***** DATASET EXCERPTS

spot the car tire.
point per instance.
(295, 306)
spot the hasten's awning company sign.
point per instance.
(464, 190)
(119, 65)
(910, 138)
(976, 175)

**********

- **TASK OBJECTIVE**: Rewrite all of the records above, replacing "instance" with "occurrence" wherever it occurs and leaving everything else unchanged.

- **SOLUTION**:
spot the car tire.
point per occurrence.
(295, 306)
spot the hasten's awning company sign.
point per occurrence.
(464, 190)
(119, 65)
(910, 138)
(976, 175)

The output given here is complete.